A plumb line for government AI: realistic U.S. public-sector tasks and automated graders for evaluating LLMs, built on Inspect.

These details have been verified by PyPI

Project links

GitHub Statistics

Maintainers

lhassa

These details have not been verified by PyPI

Project description

Lodlina

A plumb line for government AI.

Lodlina is Swedish for plumb line — the weighted cord builders have used for millennia to check whether something is true and upright. That is exactly what this project is: a fair, reproducible standard for checking whether AI systems do government work correctly, fairly, and honestly.

Lodlina is an open-source suite of realistic U.S. public-sector tasks paired with automated, defensible graders, built on Inspect (the open evaluation framework from the UK AI Safety Institute). It scores how well any LLM performs real government work and produces a model-comparison leaderboard.

◆ Dataset excerpts
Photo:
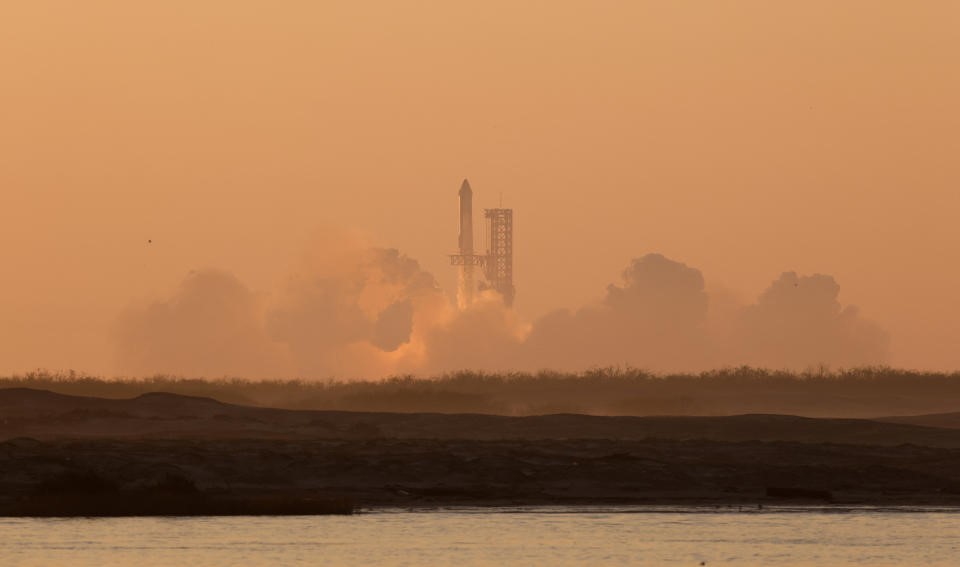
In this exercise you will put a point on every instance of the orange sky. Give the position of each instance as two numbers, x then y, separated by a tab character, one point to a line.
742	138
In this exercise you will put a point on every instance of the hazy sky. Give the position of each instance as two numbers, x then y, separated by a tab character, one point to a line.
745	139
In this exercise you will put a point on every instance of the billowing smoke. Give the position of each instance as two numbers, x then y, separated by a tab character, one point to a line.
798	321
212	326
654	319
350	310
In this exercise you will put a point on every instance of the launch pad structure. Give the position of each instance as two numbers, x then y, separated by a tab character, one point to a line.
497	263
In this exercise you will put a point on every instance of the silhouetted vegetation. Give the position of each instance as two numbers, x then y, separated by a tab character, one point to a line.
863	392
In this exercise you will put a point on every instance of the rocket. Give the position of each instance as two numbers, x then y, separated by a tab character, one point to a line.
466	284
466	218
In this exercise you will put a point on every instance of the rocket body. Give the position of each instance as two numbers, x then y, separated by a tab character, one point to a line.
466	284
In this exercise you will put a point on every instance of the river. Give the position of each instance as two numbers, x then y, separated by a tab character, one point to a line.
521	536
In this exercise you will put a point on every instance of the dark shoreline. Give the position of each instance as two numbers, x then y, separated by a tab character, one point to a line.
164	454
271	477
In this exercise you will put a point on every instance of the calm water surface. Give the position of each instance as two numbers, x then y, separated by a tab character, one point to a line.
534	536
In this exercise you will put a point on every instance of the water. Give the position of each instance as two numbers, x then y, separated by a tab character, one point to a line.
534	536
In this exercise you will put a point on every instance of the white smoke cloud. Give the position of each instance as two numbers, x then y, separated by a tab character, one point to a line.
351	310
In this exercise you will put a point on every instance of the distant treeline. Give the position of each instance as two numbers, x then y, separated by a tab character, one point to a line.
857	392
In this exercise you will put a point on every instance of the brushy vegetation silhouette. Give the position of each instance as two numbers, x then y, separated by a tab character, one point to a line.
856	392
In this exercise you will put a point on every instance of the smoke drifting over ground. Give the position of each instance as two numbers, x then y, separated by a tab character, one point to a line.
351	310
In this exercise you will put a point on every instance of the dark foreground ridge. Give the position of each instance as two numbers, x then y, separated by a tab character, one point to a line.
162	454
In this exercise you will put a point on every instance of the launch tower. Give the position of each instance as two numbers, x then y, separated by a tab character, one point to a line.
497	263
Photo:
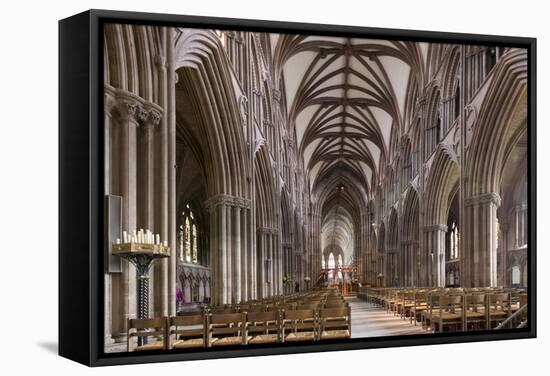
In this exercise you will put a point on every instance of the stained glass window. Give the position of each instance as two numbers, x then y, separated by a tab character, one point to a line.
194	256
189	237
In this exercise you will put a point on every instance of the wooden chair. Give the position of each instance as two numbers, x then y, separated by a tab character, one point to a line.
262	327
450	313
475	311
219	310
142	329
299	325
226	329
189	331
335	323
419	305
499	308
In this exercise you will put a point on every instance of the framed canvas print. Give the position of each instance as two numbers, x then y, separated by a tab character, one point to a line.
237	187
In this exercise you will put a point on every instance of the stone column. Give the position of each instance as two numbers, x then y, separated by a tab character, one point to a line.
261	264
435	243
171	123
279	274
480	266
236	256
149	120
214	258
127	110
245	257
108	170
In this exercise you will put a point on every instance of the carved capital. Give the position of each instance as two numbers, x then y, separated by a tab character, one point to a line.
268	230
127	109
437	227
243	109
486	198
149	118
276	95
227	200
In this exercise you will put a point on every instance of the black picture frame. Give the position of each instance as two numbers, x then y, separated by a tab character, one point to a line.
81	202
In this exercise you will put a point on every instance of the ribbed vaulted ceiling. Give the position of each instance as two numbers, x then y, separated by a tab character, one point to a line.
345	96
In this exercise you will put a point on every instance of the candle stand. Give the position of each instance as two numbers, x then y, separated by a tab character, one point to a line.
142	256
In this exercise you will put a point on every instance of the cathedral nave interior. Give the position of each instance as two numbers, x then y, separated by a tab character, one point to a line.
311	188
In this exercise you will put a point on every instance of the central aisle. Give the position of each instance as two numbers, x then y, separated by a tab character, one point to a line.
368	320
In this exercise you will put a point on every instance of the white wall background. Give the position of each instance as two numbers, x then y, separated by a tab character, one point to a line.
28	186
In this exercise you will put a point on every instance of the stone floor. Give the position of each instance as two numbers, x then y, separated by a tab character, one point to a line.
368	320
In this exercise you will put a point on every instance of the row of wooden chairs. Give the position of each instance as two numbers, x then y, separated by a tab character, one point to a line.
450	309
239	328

◆ Check your understanding
[A] In the Lodlina project description, what does the Swedish word "Lodlina" mean?
[B] List the ways, as named in the Lodlina project description, that the project checks whether AI systems do government work.
[C] Retype the part of the Lodlina project description that opens with the words containing "These details have not" and closes with "a model-comparison leaderboard.".

◆ Exercise solutions
[A] Plumb line.

[B] Correctly, fairly, and honestly.

[C]
These details have not been verified by PyPI

Project description

Lodlina

A plumb line for government AI.

Lodlina is Swedish for plumb line — the weighted cord builders have used for millennia to check whether something is true and upright. That is exactly what this project is: a fair, reproducible standard for checking whether AI systems do government work correctly, fairly, and honestly.

Lodlina is an open-source suite of realistic U.S. public-sector tasks paired with automated, defensible graders, built on Inspect (the open evaluation framework from the UK AI Safety Institute). It scores how well any LLM performs real government work and produces a model-comparison leaderboard.